Instructions to follow: Quote the listing in full, exactly as given, minus any pictures.

==== Input records ====

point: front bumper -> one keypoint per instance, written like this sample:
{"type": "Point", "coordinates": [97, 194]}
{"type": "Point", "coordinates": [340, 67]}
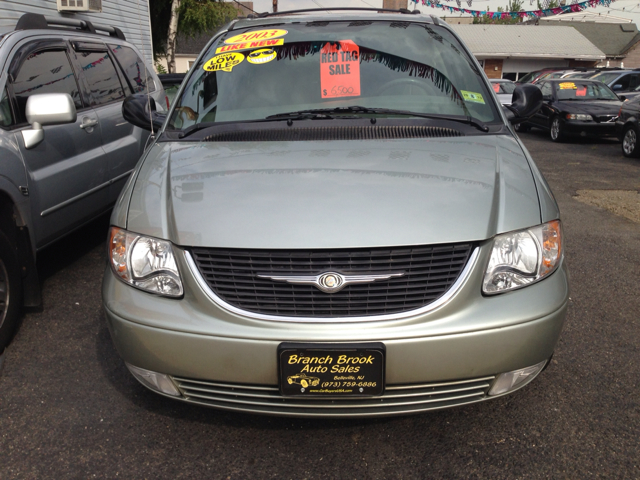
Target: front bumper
{"type": "Point", "coordinates": [442, 358]}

====

Result for this exercise:
point: front bumper -> one keypoint per instance, written like this sample:
{"type": "Point", "coordinates": [97, 194]}
{"type": "Point", "coordinates": [340, 67]}
Target: front bumper
{"type": "Point", "coordinates": [442, 358]}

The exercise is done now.